(Exercise instructions):
1. In the "Tough Times" post, how high would a stack of a trillion pennies reach?
2. Summarize the "Tough Times" post in two sentences.
3. Transcribe the "Tough Times" post word for word, starting at "Wednesday, September 24th, 2008" and ending at "their daily needs.".

(Text section):
Begin

Kile Martz

Archive for the ‘Giving’ Category

Tough Times

Wednesday, September 24th, 2008

As easy as it would be for us as American’s to feel sorry for ourselves after last week’s near melt down of our financial foundation, most of us still have a paycheck, a safe place to work, and pretty nice place to go home to at the end of the day. 

It’s easy to forget that there are lots of places in the world where people have none of the things I just mentioned.   They get up wondering about their safety and how to meet their daily needs. 

In times like these, a little perspective is good for the soul. 

Our government is regularly using the “T” word — as in trillion dollars – to describe the amount of money it will take to bail us out of our current financial mess.   It’s a number that bears little resemblence to any reality in our daily lives.  So how much is that really?  If you stacked up a trillion pennies, the stack would reach past the moon to a height of 986,426 miles. 

Back here on earth, let’s compare a trillion dollars to the amount of money it takes to sustain a worker in say, Kenya.   The living wage in that country is somewhere between $5-10 per day — so a worker there might be able to sustain themselves for a month on the cash you have in your wallet or purse right now.  

The national hangover from the housing bubble and our financial crisis will pass, and while there is probably more pain ahead, it teaches us once again that just because we can live beyond our means for a time, doesn’t mean we should.

End

(Supplied material):
Begin

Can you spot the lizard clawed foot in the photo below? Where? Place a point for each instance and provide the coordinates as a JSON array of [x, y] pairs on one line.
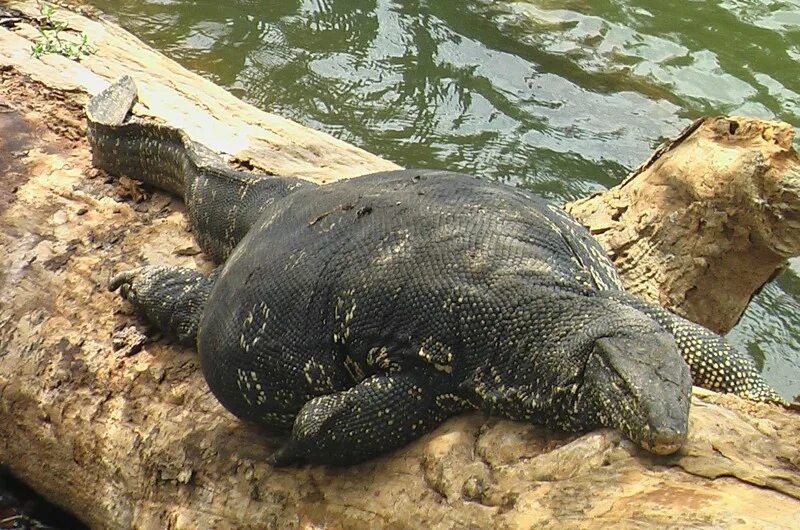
[[124, 282]]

End

(Results in order):
1. Past the moon, to a height of 986,426 miles.

2. Despite the near meltdown of the financial system, most Americans still have a paycheck, a safe place to work, and a home, while many people elsewhere in the world have none of these. The trillion-dollar bailout figure is set against Kenya's living wage of $5-10 per day, and the post concludes that being able to live beyond our means for a time doesn't mean we should.

3.
Wednesday, September 24th, 2008

As easy as it would be for us as American’s to feel sorry for ourselves after last week’s near melt down of our financial foundation, most of us still have a paycheck, a safe place to work, and pretty nice place to go home to at the end of the day. 

It’s easy to forget that there are lots of places in the world where people have none of the things I just mentioned.   They get up wondering about their safety and how to meet their daily needs.